### Série de consignes:
A: Résumez en deux phrases le texte sur la réforme monétaire de Roosevelt.
B: Réécrivez le passage du texte sur la réforme monétaire de Roosevelt qui commence par "La Révolution Roosevelt" et se poursuit jusqu'à "hausse des prix.", en changeant "budget" en "budget fédéral".

═══ Texte fourni ═══

La Révolution Roosevelt
Georges Boris – 1934
Chapitre III : La réforme monétaire et financière
1 : L'abandon de l'étalon-or
L'importance du fait monétaire échappa longtemps à M. Roosevelt. D'autres sujets apparemment le préoccupaient bien davantage. Dans ses discours de candidature à la présidence, on ne trouve que des références imprécises à la question, et fort différentes, en esprit, de ce que sera ultérieurement sa politique. Jusqu'au mois de juin, ses paroles et ses écrits s'inspirent des thèses, généralement admises, sur la nécessité d'équilibrer le budget et de conserver une « monnaie saine » ; tout au plus, de temps à autre, fait-il quelques concessions verbales aux partisans d'une politique monétaire de hausse des prix.
On a fait observer que, de par ses origines sociales, ce grand bourgeois, ce rentier, ne pouvait qu'incliner vers les conceptions hostiles à la dévaluation du dollar et aux « manipulations monétaires ». Si en dépit de ses propres répugnances, aussi bien que des résistances de la majorité de ses conseillers, le président a fini par adopter une attitude toute contraire, c'est sans doute que les événements l'y ont contraint.

═══ Enregistrements fournis ═══

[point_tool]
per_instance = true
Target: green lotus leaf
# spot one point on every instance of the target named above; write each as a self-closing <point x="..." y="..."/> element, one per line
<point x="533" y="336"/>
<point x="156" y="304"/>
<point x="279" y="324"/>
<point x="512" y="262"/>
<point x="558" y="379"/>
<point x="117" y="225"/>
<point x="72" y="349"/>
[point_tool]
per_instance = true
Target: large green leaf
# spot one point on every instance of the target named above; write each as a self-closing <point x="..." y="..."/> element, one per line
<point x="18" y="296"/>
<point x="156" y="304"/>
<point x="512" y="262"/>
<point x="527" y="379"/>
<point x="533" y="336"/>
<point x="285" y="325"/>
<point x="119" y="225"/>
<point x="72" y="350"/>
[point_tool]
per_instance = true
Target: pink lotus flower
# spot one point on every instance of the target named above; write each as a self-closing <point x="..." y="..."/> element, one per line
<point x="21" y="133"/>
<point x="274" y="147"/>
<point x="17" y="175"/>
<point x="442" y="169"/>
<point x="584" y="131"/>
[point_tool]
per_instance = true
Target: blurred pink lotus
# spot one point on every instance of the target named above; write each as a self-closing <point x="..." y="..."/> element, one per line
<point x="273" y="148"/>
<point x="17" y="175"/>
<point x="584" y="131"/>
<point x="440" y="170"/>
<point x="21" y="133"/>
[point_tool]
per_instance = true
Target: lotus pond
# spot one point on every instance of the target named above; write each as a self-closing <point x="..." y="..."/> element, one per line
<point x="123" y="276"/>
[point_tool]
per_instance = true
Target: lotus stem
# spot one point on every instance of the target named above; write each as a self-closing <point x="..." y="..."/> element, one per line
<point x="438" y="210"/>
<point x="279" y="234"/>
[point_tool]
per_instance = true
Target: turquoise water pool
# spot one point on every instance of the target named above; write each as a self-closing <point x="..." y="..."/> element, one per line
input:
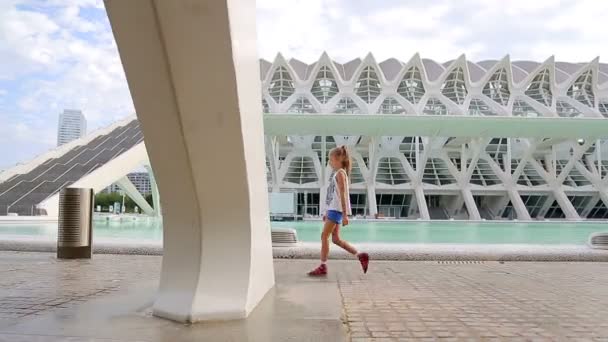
<point x="545" y="233"/>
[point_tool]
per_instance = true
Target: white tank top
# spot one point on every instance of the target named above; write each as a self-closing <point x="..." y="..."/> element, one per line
<point x="333" y="201"/>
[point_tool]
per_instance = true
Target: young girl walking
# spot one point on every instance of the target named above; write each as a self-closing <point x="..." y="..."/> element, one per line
<point x="338" y="209"/>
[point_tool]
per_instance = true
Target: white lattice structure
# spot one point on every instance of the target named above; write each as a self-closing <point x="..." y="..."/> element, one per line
<point x="432" y="177"/>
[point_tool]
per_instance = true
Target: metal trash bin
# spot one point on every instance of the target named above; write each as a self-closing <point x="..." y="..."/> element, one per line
<point x="75" y="223"/>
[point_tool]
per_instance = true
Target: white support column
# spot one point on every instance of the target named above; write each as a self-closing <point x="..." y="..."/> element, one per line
<point x="155" y="195"/>
<point x="604" y="196"/>
<point x="130" y="190"/>
<point x="371" y="200"/>
<point x="548" y="201"/>
<point x="587" y="209"/>
<point x="469" y="201"/>
<point x="518" y="205"/>
<point x="421" y="201"/>
<point x="565" y="204"/>
<point x="193" y="73"/>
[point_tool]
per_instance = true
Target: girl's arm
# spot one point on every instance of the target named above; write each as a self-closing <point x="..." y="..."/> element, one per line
<point x="342" y="191"/>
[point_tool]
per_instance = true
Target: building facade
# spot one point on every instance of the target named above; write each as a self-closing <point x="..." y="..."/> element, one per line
<point x="416" y="177"/>
<point x="72" y="125"/>
<point x="141" y="181"/>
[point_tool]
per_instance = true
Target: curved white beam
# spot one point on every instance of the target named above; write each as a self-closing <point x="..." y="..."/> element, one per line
<point x="180" y="57"/>
<point x="434" y="126"/>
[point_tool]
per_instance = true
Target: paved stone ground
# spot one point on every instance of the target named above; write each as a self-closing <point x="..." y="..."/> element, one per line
<point x="477" y="301"/>
<point x="34" y="283"/>
<point x="395" y="301"/>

═══

### Réponses par consigne:
A: Longtemps, M. Roosevelt ne saisit pas l'importance du fait monétaire : ses discours de candidature n'y faisaient que des références imprécises et, jusqu'au mois de juin, il défendait l'équilibre du budget et une « monnaie saine ». On a fait observer que ses origines de grand bourgeois et de rentier l'inclinaient contre la dévaluation du dollar, et s'il finit par adopter une attitude contraire malgré ses répugnances et la résistance de ses conseillers, c'est sans doute que les événements l'y contraignirent.

B:
La Révolution Roosevelt
Georges Boris – 1934
Chapitre III : La réforme monétaire et financière
1 : L'abandon de l'étalon-or
L'importance du fait monétaire échappa longtemps à M. Roosevelt. D'autres sujets apparemment le préoccupaient bien davantage. Dans ses discours de candidature à la présidence, on ne trouve que des références imprécises à la question, et fort différentes, en esprit, de ce que sera ultérieurement sa politique. Jusqu'au mois de juin, ses paroles et ses écrits s'inspirent des thèses, généralement admises, sur la nécessité d'équilibrer le budget fédéral et de conserver une « monnaie saine » ; tout au plus, de temps à autre, fait-il quelques concessions verbales aux partisans d'une politique monétaire de hausse des prix.